Problem to work on – An exact copy of the lines from the one containing "Target: snow patch on mountain" to the end of the records below is required, and nothing else.

Data for the task –

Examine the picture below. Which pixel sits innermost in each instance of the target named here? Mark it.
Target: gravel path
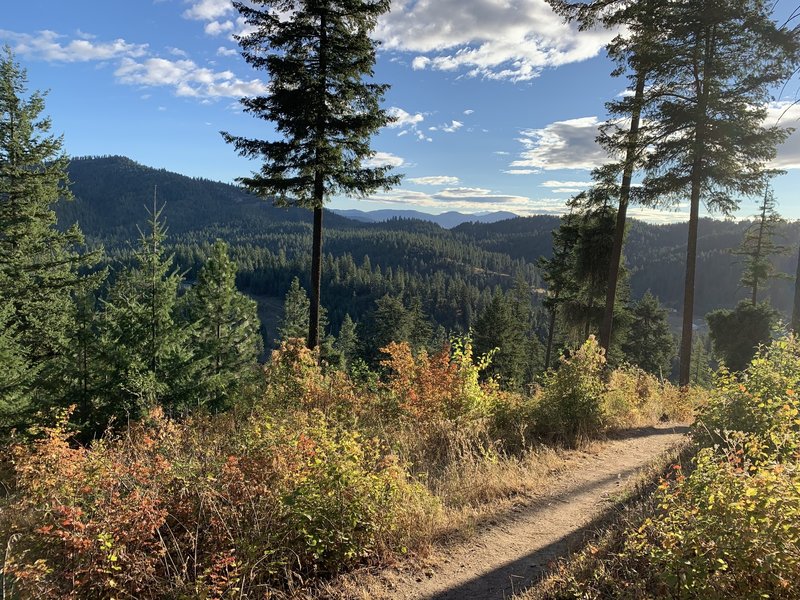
(510, 555)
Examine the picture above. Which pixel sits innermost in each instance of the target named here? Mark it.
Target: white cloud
(434, 180)
(187, 78)
(480, 199)
(384, 159)
(403, 119)
(786, 114)
(566, 144)
(566, 187)
(223, 51)
(50, 46)
(217, 27)
(495, 39)
(208, 10)
(420, 62)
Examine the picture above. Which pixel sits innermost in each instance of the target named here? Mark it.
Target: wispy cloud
(186, 78)
(786, 114)
(384, 159)
(217, 27)
(223, 51)
(494, 40)
(434, 180)
(208, 10)
(566, 144)
(52, 47)
(566, 187)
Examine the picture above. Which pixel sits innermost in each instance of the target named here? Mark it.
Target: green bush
(571, 400)
(762, 401)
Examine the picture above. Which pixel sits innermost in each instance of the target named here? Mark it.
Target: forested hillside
(456, 266)
(211, 391)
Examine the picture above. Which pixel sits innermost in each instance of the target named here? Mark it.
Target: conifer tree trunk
(796, 310)
(319, 190)
(550, 335)
(694, 213)
(759, 247)
(607, 326)
(316, 280)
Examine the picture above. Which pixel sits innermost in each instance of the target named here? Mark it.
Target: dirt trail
(511, 555)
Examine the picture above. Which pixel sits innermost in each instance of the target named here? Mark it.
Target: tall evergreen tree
(557, 273)
(225, 331)
(758, 246)
(620, 136)
(83, 384)
(149, 361)
(712, 70)
(347, 341)
(796, 306)
(317, 54)
(294, 323)
(389, 321)
(38, 262)
(499, 330)
(15, 375)
(737, 334)
(650, 344)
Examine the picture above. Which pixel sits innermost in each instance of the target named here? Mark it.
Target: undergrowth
(730, 527)
(320, 474)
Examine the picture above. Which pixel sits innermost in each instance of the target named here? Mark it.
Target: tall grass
(316, 476)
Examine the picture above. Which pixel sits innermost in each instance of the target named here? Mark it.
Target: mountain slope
(113, 194)
(447, 220)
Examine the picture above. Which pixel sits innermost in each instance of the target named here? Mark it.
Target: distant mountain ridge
(447, 220)
(112, 194)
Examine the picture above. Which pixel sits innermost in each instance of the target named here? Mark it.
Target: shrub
(730, 529)
(212, 507)
(762, 401)
(572, 397)
(443, 385)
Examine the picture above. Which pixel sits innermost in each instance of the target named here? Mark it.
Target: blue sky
(497, 100)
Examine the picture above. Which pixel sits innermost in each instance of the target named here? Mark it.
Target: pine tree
(317, 53)
(796, 306)
(15, 375)
(225, 329)
(711, 72)
(38, 262)
(499, 330)
(389, 321)
(149, 361)
(650, 344)
(294, 323)
(620, 136)
(347, 341)
(736, 334)
(702, 374)
(759, 245)
(557, 273)
(83, 383)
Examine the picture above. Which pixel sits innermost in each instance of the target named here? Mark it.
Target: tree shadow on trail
(521, 574)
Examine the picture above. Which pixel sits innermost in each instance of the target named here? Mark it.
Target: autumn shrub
(634, 398)
(762, 401)
(444, 385)
(730, 527)
(214, 507)
(571, 401)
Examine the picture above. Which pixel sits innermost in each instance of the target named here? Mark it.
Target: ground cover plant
(315, 476)
(730, 526)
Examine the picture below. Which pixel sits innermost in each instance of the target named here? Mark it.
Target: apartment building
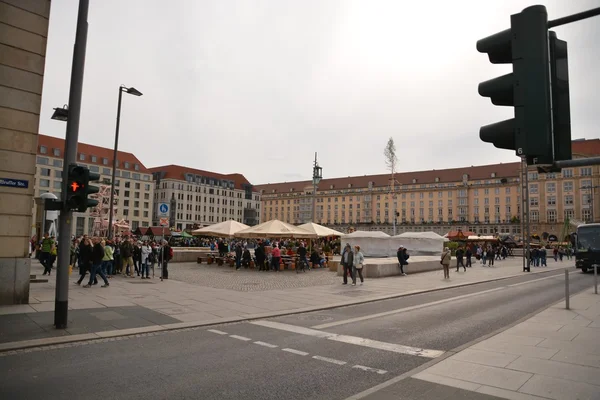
(202, 198)
(482, 199)
(134, 189)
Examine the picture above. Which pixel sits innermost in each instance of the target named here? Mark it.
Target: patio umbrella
(320, 230)
(222, 229)
(275, 229)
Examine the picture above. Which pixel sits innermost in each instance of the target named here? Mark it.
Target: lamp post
(135, 92)
(317, 176)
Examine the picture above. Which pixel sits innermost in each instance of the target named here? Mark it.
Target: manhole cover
(354, 293)
(322, 318)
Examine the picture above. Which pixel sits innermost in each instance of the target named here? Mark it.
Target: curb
(25, 344)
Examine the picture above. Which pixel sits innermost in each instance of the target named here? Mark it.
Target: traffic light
(527, 88)
(78, 188)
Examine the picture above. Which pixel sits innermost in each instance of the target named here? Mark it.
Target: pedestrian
(445, 261)
(347, 263)
(358, 264)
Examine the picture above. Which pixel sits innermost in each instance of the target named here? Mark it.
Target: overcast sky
(257, 87)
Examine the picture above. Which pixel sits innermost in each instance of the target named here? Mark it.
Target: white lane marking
(217, 332)
(536, 280)
(300, 353)
(244, 338)
(369, 369)
(265, 344)
(396, 348)
(330, 360)
(402, 310)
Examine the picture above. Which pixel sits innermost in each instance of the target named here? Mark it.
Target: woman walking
(445, 261)
(358, 261)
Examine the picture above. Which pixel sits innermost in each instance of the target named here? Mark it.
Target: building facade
(134, 189)
(481, 199)
(22, 59)
(203, 198)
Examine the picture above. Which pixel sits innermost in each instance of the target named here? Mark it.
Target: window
(568, 186)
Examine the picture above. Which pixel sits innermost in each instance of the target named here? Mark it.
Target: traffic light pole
(61, 302)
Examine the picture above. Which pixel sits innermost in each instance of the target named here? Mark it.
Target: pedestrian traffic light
(527, 88)
(78, 188)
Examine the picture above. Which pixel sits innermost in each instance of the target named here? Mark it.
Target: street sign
(163, 209)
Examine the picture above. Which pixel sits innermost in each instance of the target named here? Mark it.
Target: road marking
(330, 360)
(358, 341)
(536, 280)
(217, 332)
(369, 369)
(300, 353)
(245, 339)
(269, 345)
(402, 310)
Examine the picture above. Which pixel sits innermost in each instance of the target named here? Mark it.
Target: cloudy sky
(258, 87)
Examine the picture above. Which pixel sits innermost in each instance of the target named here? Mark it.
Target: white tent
(320, 230)
(372, 243)
(275, 229)
(419, 243)
(222, 229)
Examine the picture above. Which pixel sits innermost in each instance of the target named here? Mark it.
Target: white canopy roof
(367, 235)
(320, 230)
(421, 235)
(275, 229)
(222, 229)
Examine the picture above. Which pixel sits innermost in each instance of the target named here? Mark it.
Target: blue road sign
(16, 183)
(163, 209)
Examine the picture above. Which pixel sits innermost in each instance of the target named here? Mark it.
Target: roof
(178, 172)
(483, 172)
(51, 143)
(588, 148)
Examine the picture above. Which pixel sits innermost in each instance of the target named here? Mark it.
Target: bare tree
(391, 161)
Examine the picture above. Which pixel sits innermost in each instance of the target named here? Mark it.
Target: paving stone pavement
(553, 355)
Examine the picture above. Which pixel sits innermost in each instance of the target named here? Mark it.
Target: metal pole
(114, 171)
(567, 297)
(61, 302)
(595, 278)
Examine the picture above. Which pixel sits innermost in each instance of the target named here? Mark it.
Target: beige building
(134, 189)
(202, 198)
(23, 35)
(482, 199)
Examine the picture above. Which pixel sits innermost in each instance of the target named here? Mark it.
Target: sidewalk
(553, 355)
(202, 295)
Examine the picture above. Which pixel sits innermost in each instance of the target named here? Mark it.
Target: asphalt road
(329, 355)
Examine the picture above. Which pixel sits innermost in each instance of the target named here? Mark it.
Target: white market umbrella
(320, 230)
(275, 229)
(222, 229)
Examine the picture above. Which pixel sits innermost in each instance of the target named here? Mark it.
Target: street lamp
(317, 176)
(135, 92)
(61, 114)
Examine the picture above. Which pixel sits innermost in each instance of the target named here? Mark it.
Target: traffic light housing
(527, 88)
(79, 189)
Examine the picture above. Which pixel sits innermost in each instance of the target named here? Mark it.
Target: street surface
(332, 354)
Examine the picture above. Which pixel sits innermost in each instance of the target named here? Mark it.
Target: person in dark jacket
(85, 258)
(97, 256)
(402, 255)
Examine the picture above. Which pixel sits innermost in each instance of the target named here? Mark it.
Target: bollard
(595, 278)
(567, 289)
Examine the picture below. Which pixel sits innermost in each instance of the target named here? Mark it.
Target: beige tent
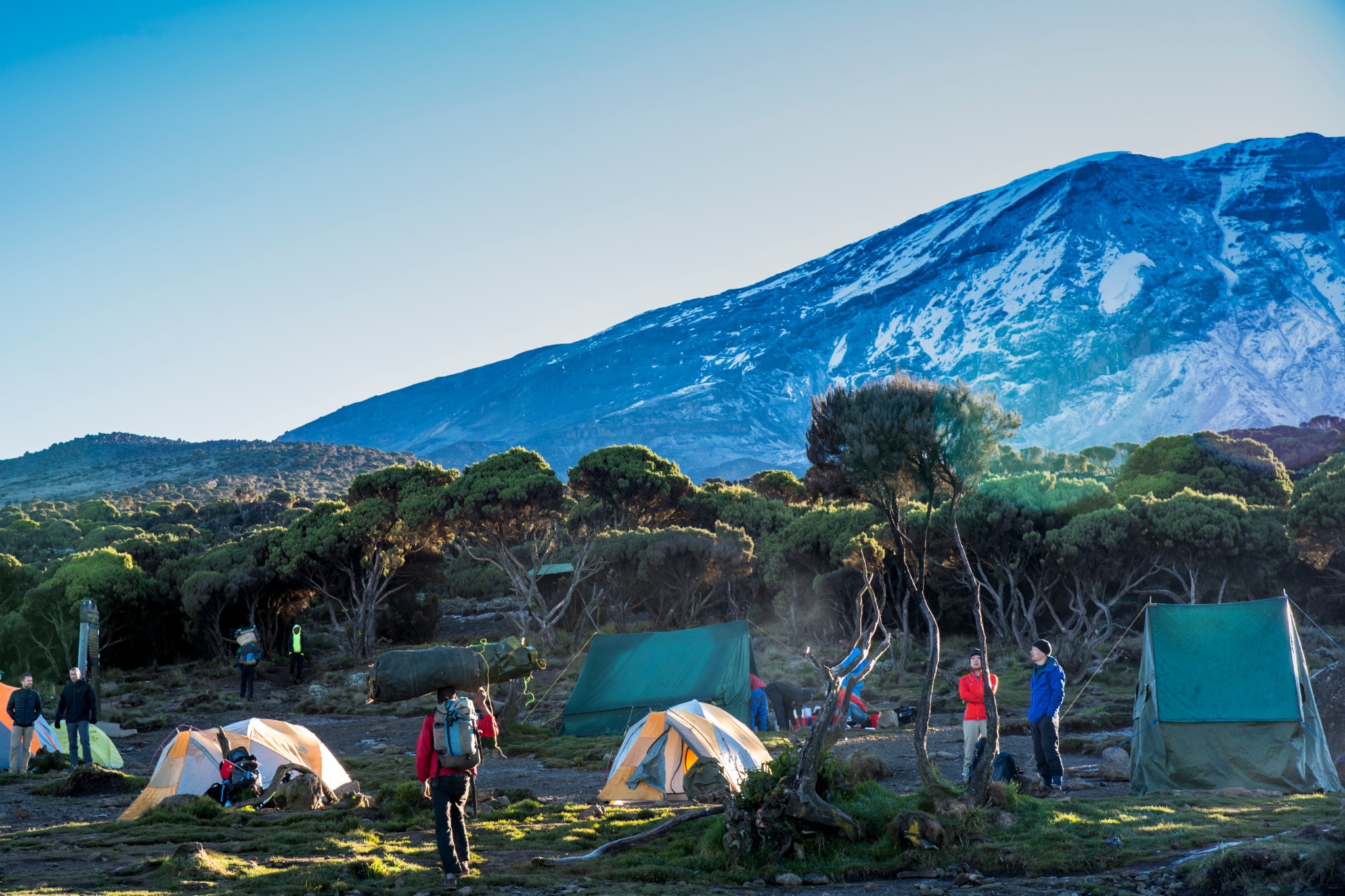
(190, 763)
(659, 750)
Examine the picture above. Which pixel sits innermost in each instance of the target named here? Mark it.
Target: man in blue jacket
(1048, 692)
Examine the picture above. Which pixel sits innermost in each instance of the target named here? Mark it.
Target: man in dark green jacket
(78, 708)
(24, 707)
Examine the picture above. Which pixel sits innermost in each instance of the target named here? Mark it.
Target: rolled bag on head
(405, 675)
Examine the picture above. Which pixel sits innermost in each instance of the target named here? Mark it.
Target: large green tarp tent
(1224, 702)
(630, 675)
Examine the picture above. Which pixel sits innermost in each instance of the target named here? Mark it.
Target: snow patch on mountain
(1122, 281)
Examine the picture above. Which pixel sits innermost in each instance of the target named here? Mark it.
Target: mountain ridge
(108, 463)
(1110, 299)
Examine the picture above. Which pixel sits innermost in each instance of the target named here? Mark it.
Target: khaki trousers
(973, 730)
(20, 747)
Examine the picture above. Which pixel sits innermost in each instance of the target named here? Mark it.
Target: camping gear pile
(628, 675)
(192, 762)
(1224, 700)
(405, 675)
(692, 752)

Response to this exercise –
Target: snow patch on mountain
(1122, 281)
Examine the picture above. Which pixel sits innermost in each instance of the target named here? Mark it.
Target: mountain ridge
(108, 463)
(1110, 299)
Examine the picture above. Which pixel sits innermost in each instance of the target named here? Mark it.
Target: khaki trousers
(973, 730)
(20, 747)
Examine the picture above. Which pixel sits innermost in each instance of the target named here? Mark it.
Target: camping gear pile
(628, 675)
(192, 762)
(1224, 700)
(405, 675)
(692, 752)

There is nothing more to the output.